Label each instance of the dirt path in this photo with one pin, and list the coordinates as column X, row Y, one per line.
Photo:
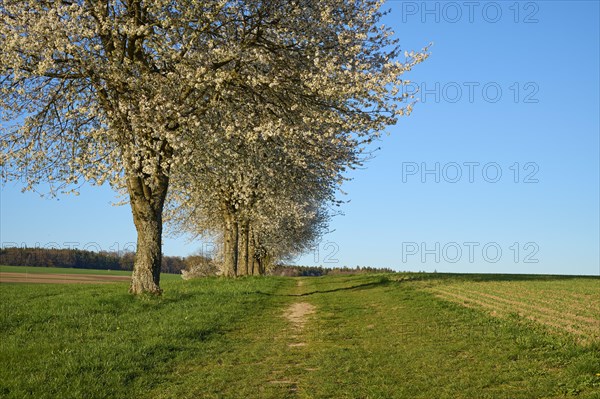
column 297, row 313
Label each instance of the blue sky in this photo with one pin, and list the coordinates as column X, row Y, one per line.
column 510, row 86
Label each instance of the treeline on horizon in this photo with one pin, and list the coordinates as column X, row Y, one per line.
column 108, row 260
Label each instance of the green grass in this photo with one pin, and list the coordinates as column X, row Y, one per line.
column 370, row 337
column 69, row 270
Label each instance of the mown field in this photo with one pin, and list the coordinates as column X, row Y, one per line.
column 364, row 336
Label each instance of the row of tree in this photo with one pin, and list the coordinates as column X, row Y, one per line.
column 240, row 117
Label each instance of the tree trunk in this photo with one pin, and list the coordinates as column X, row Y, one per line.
column 230, row 247
column 146, row 207
column 243, row 250
column 252, row 265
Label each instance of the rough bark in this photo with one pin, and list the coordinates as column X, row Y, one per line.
column 242, row 269
column 230, row 246
column 146, row 207
column 252, row 265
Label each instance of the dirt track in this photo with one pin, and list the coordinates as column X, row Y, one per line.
column 60, row 278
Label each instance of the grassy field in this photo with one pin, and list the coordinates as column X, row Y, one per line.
column 364, row 336
column 65, row 270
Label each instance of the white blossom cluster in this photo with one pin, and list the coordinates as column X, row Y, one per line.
column 257, row 105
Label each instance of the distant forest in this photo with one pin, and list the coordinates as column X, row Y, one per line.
column 106, row 260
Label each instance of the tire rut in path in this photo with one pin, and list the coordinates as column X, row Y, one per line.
column 297, row 314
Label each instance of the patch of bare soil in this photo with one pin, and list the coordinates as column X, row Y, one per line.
column 298, row 312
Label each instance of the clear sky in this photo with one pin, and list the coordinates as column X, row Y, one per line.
column 497, row 169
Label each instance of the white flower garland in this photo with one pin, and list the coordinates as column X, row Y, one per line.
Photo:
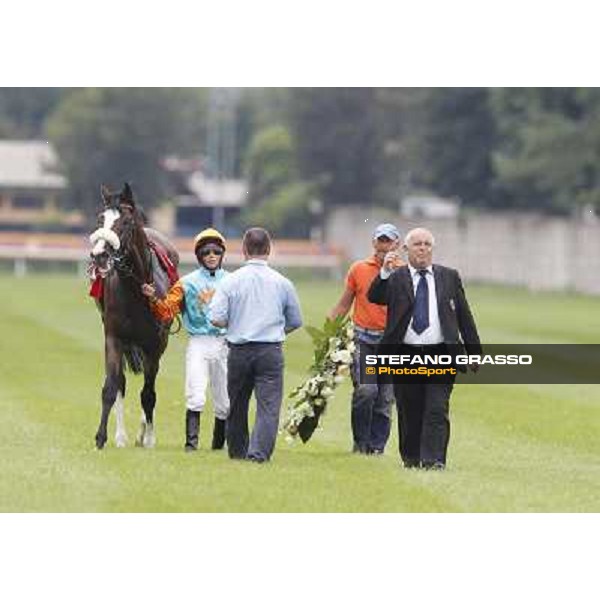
column 334, row 352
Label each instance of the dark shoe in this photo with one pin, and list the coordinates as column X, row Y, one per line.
column 360, row 449
column 255, row 459
column 192, row 427
column 434, row 466
column 219, row 434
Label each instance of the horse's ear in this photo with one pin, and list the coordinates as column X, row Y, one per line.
column 127, row 195
column 106, row 196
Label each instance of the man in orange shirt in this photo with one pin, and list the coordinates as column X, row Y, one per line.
column 371, row 403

ABOUT THIS EXERCISE
Copy out exactly the lines from the line with "Label each instance of the horse's" to the end of the listing, including both of those lines, and give nothing else.

SOLVED EXERCISE
Label each instance of the horse's ear in this photo with one pin, and list the coordinates as column X, row Y, one per line.
column 127, row 195
column 106, row 196
Label each instance of the man in orange shirt in this photo with one pin, and list the coordinates as column X, row Y, one per line.
column 371, row 403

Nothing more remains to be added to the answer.